If a line in the data contains "grass", copy it out.
Input material Start Marker
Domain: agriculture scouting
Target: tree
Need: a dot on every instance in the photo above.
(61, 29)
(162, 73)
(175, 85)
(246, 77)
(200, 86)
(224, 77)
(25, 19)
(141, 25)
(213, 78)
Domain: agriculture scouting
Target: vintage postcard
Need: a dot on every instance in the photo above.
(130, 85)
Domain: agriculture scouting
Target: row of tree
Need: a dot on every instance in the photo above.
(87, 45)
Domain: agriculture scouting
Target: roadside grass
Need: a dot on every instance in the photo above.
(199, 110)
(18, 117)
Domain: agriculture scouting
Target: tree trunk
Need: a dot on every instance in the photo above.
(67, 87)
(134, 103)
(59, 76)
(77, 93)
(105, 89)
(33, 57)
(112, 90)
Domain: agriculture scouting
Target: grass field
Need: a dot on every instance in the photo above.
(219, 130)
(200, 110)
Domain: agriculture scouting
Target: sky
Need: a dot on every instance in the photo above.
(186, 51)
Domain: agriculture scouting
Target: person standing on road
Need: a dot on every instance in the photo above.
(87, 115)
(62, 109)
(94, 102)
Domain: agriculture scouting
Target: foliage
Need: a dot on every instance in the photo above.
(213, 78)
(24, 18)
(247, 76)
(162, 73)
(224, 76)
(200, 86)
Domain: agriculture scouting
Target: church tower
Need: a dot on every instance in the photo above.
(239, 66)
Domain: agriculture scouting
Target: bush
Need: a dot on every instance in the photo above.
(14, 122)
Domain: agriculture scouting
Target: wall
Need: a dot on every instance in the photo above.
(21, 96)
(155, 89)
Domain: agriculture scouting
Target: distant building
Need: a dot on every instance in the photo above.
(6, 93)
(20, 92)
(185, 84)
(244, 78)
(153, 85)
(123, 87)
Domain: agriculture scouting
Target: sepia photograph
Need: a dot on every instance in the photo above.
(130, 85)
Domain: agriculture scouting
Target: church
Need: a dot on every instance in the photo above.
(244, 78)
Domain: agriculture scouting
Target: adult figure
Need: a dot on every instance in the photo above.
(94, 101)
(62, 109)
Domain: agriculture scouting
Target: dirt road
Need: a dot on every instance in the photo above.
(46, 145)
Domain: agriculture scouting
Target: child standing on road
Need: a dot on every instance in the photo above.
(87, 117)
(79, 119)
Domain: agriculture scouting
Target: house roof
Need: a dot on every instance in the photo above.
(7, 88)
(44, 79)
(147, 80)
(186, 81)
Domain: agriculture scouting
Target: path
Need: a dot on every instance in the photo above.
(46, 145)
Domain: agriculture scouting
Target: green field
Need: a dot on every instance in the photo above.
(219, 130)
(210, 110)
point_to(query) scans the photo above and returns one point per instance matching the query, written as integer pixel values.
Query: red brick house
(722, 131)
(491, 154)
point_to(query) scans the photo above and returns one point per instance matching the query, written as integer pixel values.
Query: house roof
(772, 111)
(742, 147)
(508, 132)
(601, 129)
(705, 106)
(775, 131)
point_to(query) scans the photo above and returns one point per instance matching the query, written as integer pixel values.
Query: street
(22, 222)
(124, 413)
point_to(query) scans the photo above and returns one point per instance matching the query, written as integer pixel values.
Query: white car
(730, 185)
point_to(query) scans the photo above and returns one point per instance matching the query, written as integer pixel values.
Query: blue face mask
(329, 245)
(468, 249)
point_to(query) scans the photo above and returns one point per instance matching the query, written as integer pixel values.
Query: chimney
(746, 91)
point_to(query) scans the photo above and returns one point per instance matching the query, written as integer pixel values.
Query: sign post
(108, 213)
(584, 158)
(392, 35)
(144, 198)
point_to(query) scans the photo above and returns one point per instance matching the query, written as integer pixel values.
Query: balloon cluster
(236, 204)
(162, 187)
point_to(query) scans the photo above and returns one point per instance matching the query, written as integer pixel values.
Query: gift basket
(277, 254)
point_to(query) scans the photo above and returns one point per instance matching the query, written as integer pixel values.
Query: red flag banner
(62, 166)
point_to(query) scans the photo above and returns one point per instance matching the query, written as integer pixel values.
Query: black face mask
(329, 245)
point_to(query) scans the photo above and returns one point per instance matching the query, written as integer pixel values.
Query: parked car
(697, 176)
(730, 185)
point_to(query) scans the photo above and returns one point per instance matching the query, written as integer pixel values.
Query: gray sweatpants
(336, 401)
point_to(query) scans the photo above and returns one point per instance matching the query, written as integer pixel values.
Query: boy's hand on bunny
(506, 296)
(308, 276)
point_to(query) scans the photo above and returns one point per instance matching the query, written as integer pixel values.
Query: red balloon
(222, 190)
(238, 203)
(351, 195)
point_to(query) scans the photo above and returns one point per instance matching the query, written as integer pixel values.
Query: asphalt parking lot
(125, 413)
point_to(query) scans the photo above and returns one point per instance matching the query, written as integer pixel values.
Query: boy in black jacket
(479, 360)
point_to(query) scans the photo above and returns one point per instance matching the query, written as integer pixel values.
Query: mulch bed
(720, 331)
Input material End Marker
Solution to this task
Target: roadside grass
Target: grass field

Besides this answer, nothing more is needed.